> Directions for this task:
Copy each of the rows below word for word.

---

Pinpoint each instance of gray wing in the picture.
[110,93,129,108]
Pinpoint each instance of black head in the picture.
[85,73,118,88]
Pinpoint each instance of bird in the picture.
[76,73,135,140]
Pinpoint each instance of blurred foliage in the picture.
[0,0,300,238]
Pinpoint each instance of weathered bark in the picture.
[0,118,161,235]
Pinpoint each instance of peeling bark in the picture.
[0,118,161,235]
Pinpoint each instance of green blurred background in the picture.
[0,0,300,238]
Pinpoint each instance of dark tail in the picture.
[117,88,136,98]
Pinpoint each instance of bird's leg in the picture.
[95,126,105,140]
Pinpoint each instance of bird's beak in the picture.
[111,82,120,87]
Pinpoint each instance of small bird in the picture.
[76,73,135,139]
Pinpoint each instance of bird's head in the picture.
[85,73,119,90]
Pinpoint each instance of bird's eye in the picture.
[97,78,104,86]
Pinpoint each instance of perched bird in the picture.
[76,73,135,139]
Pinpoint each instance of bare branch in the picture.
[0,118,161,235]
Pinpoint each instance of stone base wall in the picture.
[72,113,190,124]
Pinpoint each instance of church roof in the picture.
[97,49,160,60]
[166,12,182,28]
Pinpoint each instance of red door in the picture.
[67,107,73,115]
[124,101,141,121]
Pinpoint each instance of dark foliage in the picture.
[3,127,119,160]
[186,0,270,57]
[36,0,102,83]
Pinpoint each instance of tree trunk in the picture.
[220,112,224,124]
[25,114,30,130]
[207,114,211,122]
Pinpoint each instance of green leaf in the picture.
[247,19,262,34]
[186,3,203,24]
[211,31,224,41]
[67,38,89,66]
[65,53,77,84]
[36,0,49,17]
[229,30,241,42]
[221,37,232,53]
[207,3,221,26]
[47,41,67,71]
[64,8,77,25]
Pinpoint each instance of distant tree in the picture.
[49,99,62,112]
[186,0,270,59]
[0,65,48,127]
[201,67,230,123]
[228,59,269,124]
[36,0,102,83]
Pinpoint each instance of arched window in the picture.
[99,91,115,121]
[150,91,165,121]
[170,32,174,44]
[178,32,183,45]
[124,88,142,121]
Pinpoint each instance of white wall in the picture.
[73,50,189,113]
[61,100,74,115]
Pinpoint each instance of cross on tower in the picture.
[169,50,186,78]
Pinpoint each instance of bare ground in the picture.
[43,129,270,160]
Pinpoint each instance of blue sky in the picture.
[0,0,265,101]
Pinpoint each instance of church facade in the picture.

---

> Result of the exercise:
Pinpoint each instance of gray wing in the picture.
[110,93,129,108]
Pinpoint each instance of black head in the picture.
[85,73,118,88]
Pinpoint each instance of bird in the picture.
[76,73,135,140]
Pinpoint each instance of blurred foliage in the picture.
[0,0,300,238]
Pinpoint each instance of weathered bark in the picture.
[0,118,161,235]
Pinpoint each instance of peeling bark in the picture.
[0,118,161,235]
Pinpoint each instance of green blurred background in the picture.
[0,0,300,238]
Pinpoint each instance of dark tail in the picture.
[117,88,136,98]
Pinpoint each instance of bird's leg in the picture.
[95,126,105,140]
Pinpoint each instance of bird's beak in the picture.
[111,82,120,87]
Pinpoint each instance of small bird in the picture.
[76,73,135,139]
Pinpoint each instance of bird's head in the picture.
[85,73,119,90]
Pinpoint each instance of bird's eye in the picture.
[97,78,104,86]
Pinpoint each instance of perched bird in the picture.
[76,73,135,139]
Pinpoint each instance of bare branch in the picture.
[0,118,161,235]
Pinpoint each instance of stone base wall in the picture.
[72,113,190,124]
Pinpoint each instance of church roof in the picture.
[97,49,160,60]
[166,12,182,28]
Pinpoint each instance of red door in the picture.
[67,107,73,115]
[124,101,141,121]
Pinpoint each instance of dark foliage in the picture.
[3,127,119,160]
[186,0,270,57]
[36,0,102,83]
Pinpoint each instance of tree trunk in the picture.
[220,112,224,124]
[25,114,30,130]
[207,114,211,122]
Pinpoint each instance of green leaf in the picture.
[247,19,262,34]
[186,3,203,24]
[211,31,224,41]
[67,38,89,66]
[65,53,77,84]
[36,0,49,17]
[229,30,241,42]
[221,37,232,53]
[207,3,221,26]
[47,41,67,71]
[64,8,77,25]
Pinpoint each instance of distant tree in the picture.
[49,99,62,112]
[186,0,270,59]
[0,65,48,127]
[201,67,230,123]
[228,59,269,124]
[36,0,102,83]
Pinpoint each instance of arched window in the picture.
[99,91,115,121]
[150,91,165,121]
[170,32,174,44]
[178,32,183,45]
[124,88,142,121]
Pinpoint each instance of white wall in the picture.
[73,50,189,113]
[61,100,74,115]
Pinpoint each instance of cross on tower in the picture.
[169,50,186,78]
Pinpoint each instance of bare ground in the picture.
[43,129,270,160]
Pinpoint each instance of blue sky in the picture.
[0,0,265,101]
Pinpoint each instance of church facade in the picture.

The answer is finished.